Exercise objective: Only one portion of the data is to be written out: from the line bearing "locate: black metal" through the line bearing "locate: electrical wire". Write it exactly as it appears.

Exercise input:
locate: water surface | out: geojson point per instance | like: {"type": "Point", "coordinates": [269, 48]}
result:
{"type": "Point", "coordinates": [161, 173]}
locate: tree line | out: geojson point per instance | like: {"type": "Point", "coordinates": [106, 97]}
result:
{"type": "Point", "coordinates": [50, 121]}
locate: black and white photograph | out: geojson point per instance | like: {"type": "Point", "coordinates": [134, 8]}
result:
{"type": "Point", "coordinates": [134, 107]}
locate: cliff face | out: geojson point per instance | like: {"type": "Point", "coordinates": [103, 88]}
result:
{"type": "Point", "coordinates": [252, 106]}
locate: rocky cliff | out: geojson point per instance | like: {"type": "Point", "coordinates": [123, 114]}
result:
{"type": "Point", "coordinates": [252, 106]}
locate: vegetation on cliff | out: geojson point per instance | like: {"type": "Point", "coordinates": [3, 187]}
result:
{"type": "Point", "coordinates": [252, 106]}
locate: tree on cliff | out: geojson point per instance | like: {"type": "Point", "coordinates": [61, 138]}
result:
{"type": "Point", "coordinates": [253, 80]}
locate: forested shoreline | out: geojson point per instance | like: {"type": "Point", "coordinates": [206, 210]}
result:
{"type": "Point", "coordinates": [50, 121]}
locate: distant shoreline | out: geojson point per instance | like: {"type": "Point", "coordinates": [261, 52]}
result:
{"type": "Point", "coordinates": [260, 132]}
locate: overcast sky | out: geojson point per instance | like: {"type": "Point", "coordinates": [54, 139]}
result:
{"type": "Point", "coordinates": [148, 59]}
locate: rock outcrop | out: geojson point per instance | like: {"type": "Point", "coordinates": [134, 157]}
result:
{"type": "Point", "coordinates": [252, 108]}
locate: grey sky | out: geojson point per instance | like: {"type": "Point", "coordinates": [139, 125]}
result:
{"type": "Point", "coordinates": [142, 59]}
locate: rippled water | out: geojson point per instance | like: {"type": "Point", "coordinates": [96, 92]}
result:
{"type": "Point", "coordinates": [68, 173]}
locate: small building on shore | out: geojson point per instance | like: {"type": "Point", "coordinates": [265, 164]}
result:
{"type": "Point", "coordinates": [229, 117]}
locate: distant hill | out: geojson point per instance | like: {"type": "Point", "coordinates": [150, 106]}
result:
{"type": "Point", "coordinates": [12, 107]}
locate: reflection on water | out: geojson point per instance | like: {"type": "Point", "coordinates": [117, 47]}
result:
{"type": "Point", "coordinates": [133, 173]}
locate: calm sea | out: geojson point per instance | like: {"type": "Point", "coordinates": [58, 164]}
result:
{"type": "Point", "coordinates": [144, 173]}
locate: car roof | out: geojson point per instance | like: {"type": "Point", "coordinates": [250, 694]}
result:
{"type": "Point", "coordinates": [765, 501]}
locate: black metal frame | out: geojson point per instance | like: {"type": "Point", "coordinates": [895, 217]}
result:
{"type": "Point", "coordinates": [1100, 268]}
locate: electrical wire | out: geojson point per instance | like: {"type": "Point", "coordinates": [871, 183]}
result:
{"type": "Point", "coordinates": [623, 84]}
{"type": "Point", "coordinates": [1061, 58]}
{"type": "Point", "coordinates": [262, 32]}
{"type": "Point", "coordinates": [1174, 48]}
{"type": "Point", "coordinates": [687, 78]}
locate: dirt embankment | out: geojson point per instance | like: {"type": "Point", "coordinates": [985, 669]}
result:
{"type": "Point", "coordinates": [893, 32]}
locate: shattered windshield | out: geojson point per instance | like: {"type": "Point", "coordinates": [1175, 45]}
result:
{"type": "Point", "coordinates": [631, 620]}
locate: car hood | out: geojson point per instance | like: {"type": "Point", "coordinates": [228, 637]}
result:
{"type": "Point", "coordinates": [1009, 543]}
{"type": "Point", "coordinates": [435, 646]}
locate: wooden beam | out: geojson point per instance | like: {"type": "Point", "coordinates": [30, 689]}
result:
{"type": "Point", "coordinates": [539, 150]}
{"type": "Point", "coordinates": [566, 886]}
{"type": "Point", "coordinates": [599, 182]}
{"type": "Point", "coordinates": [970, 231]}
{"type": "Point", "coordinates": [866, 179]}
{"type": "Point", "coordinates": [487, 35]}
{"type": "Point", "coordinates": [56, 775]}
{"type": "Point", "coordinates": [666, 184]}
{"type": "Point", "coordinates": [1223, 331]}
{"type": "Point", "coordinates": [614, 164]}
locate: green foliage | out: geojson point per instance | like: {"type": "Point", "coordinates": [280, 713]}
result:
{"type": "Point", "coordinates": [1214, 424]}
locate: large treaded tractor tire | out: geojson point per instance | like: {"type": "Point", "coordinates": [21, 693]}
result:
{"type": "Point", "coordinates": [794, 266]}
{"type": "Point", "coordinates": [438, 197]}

Answer section:
locate: black metal frame | out: geojson point per instance | like: {"type": "Point", "coordinates": [895, 217]}
result:
{"type": "Point", "coordinates": [1100, 268]}
locate: electrical wire | out: geojson point per instance | like: {"type": "Point", "coordinates": [871, 183]}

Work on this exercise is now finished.